In the entries that follow, find the line containing "Two rules. Place a point on every instance of the sweater"; from there, copy every line exactly through the line containing "Two rules. Place a point on every instance of the bald".

__RECORDS SUPPLIED__
■ ■ ■

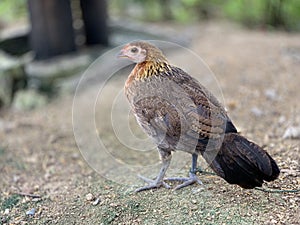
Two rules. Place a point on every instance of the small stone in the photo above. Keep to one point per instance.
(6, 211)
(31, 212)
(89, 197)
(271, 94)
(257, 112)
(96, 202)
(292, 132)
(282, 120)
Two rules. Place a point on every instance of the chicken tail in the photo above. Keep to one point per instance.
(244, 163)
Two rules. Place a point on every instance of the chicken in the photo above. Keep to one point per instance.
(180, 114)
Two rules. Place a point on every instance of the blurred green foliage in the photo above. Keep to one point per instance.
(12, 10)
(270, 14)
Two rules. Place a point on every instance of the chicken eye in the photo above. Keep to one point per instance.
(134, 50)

■ ■ ■

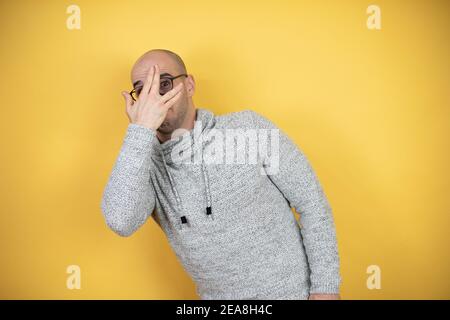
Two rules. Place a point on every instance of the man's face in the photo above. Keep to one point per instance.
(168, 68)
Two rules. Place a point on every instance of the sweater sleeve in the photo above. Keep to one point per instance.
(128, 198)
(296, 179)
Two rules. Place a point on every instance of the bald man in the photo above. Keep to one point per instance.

■ ■ ■

__SOLVED EXERCISE__
Two rules. Place a point on every instance of the sweater sleeve in the photo above. Keep to one point per instance.
(128, 198)
(296, 179)
Two rules. Place a point on every instance of the bald man in the photo above. Keep to one point per instance.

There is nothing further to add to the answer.